● **Wybrany fragment**:
· · ·

Siemanko
Ja jestem w pracy, siedzę sobie z kawusią i nadrabiam zaległości na fo
Aguś - jak widzisz twoje kciukasy pomogły

fachowiec okazał się słowny (zadzwonił że się spóźni chwilkę), obrotny (stwierdził po jakiejś godzinie że do 13 skończy - tak też było) no i znający się na robocie bo woda tryskała aż miło

No i nie aż taki drogi.

· · ·

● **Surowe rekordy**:
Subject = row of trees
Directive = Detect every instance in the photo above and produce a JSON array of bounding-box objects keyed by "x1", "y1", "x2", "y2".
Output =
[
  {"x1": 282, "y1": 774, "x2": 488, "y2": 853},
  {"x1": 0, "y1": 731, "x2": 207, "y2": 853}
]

· · ·

● **Podane zadanie 1**: Przepisz ponownie z wybranego fragmentu tekst, który zaczyna się od słów „fachowiec okazał się” i kończy na słowach „aż taki drogi.”.
● **Podane zadanie 2**: Streść wybrany fragment w dwóch zdaniach.
● **Podane zadanie 3**: Przedstaw w formie listy akapit wybranego fragmentu zaczynający się od słów „fachowiec okazał się słowny”, zachowując jego główne fakty.

● **Odpowiedź pisemna 1**:
fachowiec okazał się słowny (zadzwonił że się spóźni chwilkę), obrotny (stwierdził po jakiejś godzinie że do 13 skończy - tak też było) no i znający się na robocie bo woda tryskała aż miło

No i nie aż taki drogi.

● **Odpowiedź pisemna 2**: Osoba pisząca siedzi w pracy przy kawie, nadrabia zaległości i mówi Agusi, że trzymane kciuki pomogły. Fachowiec okazał się słowny, obrotny i znający się na robocie, a do tego nie aż taki drogi.

● **Odpowiedź pisemna 3**:
- słowny: zadzwonił, że chwilkę się spóźni
- obrotny: po około godzinie stwierdził, że skończy do 13, i tak też było
- znający się na robocie: woda tryskała aż miło